Задание →
Преобразуйте весь список ниже в таблицу Markdown со столбцами «Номер» (порядковый номер строки) и «Строка» (сама строка), пропустив пустые строки. Изображения в ответ не включайте.

Материал для упражнения →
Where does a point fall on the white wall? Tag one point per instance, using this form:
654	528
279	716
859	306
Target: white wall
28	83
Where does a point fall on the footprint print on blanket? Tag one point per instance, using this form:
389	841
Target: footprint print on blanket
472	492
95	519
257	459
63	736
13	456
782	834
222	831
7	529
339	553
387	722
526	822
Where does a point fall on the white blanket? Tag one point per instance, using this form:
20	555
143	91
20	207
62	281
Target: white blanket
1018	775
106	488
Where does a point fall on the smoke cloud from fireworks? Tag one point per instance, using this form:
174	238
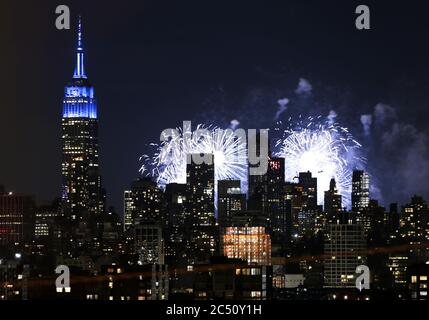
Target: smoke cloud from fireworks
312	144
325	149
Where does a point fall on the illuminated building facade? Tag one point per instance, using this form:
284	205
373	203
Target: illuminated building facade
344	251
252	244
360	191
202	231
16	220
414	228
418	281
175	222
247	238
230	200
333	201
231	279
146	201
128	209
149	243
82	193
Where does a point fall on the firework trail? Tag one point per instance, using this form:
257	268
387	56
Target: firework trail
313	144
322	147
168	163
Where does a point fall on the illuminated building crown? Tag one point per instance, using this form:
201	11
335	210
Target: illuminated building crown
79	99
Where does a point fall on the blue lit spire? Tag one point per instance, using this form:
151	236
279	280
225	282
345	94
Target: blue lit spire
79	71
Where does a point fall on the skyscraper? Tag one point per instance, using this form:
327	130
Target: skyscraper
332	201
82	194
344	251
360	191
200	205
16	220
230	200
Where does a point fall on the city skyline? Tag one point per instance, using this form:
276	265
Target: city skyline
324	200
125	140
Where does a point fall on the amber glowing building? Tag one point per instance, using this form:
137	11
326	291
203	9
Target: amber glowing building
247	238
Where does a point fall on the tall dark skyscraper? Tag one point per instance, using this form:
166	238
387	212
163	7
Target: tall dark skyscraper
200	205
82	194
333	200
360	191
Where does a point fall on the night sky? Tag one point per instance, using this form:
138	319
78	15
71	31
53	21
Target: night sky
156	63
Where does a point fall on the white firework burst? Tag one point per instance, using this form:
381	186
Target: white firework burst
168	163
325	149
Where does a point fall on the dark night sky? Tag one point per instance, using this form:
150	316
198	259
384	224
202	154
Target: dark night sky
157	63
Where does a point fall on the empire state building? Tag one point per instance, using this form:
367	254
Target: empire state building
82	195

Выполненное задание →
| Номер | Строка |
|---|---|
| 1 | Where does a point fall on the white wall? Tag one point per instance, using this form: |
| 2 | 654	528 |
| 3 | 279	716 |
| 4 | 859	306 |
| 5 | Target: white wall |
| 6 | 28	83 |
| 7 | Where does a point fall on the footprint print on blanket? Tag one point per instance, using this form: |
| 8 | 389	841 |
| 9 | Target: footprint print on blanket |
| 10 | 472	492 |
| 11 | 95	519 |
| 12 | 257	459 |
| 13 | 63	736 |
| 14 | 13	456 |
| 15 | 782	834 |
| 16 | 222	831 |
| 17 | 7	529 |
| 18 | 339	553 |
| 19 | 387	722 |
| 20 | 526	822 |
| 21 | Where does a point fall on the white blanket? Tag one point per instance, using this form: |
| 22 | 20	555 |
| 23 | 143	91 |
| 24 | 20	207 |
| 25 | 62	281 |
| 26 | Target: white blanket |
| 27 | 1018	775 |
| 28 | 106	488 |
| 29 | Where does a point fall on the smoke cloud from fireworks? Tag one point per instance, using this form: |
| 30 | 174	238 |
| 31 | Target: smoke cloud from fireworks |
| 32 | 312	144 |
| 33 | 325	149 |
| 34 | Where does a point fall on the illuminated building facade? Tag one point per instance, using this form: |
| 35 | 284	205 |
| 36 | 373	203 |
| 37 | Target: illuminated building facade |
| 38 | 344	251 |
| 39 | 252	244 |
| 40 | 360	191 |
| 41 | 202	231 |
| 42 | 16	220 |
| 43 | 414	228 |
| 44 | 418	281 |
| 45 | 175	222 |
| 46 | 247	238 |
| 47 | 230	200 |
| 48 | 333	201 |
| 49 | 231	279 |
| 50 | 146	201 |
| 51 | 128	209 |
| 52 | 149	243 |
| 53 | 82	193 |
| 54 | Where does a point fall on the firework trail? Tag one point per instance, using this form: |
| 55 | 257	268 |
| 56 | 387	56 |
| 57 | Target: firework trail |
| 58 | 313	144 |
| 59 | 322	147 |
| 60 | 168	163 |
| 61 | Where does a point fall on the illuminated building crown? Tag one point per instance, using this form: |
| 62 | 201	11 |
| 63 | 335	210 |
| 64 | Target: illuminated building crown |
| 65 | 79	99 |
| 66 | Where does a point fall on the blue lit spire? Tag one point per instance, using this form: |
| 67 | 151	236 |
| 68 | 279	280 |
| 69 | 225	282 |
| 70 | 345	94 |
| 71 | Target: blue lit spire |
| 72 | 79	71 |
| 73 | Where does a point fall on the skyscraper? Tag one point per instance, using this form: |
| 74 | 327	130 |
| 75 | Target: skyscraper |
| 76 | 332	201 |
| 77 | 82	194 |
| 78 | 344	251 |
| 79 | 360	191 |
| 80 | 200	205 |
| 81 | 16	220 |
| 82 | 230	200 |
| 83 | Where does a point fall on the city skyline? Tag one point per instance, using this form: |
| 84 | 276	265 |
| 85 | Target: city skyline |
| 86 | 324	200 |
| 87 | 125	140 |
| 88 | Where does a point fall on the amber glowing building? Tag one point per instance, using this form: |
| 89 | 137	11 |
| 90 | 326	291 |
| 91 | 203	9 |
| 92 | Target: amber glowing building |
| 93 | 247	238 |
| 94 | Where does a point fall on the tall dark skyscraper? Tag one point per instance, using this form: |
| 95 | 166	238 |
| 96 | 387	212 |
| 97 | 163	7 |
| 98 | Target: tall dark skyscraper |
| 99 | 200	205 |
| 100 | 82	194 |
| 101 | 333	200 |
| 102 | 360	191 |
| 103 | Where does a point fall on the night sky? Tag one point per instance, using this form: |
| 104 | 138	319 |
| 105 | 78	15 |
| 106 | 71	31 |
| 107 | 53	21 |
| 108 | Target: night sky |
| 109 | 156	63 |
| 110 | Where does a point fall on the white firework burst? Tag one point per instance, using this form: |
| 111 | 381	186 |
| 112 | Target: white firework burst |
| 113 | 168	163 |
| 114 | 325	149 |
| 115 | Where does a point fall on the dark night sky? Tag one point per instance, using this form: |
| 116 | 150	316 |
| 117 | 198	259 |
| 118 | 384	224 |
| 119 | 202	154 |
| 120 | Target: dark night sky |
| 121 | 157	63 |
| 122 | Where does a point fall on the empire state building? Tag one point per instance, using this form: |
| 123 | 367	254 |
| 124 | Target: empire state building |
| 125 | 82	195 |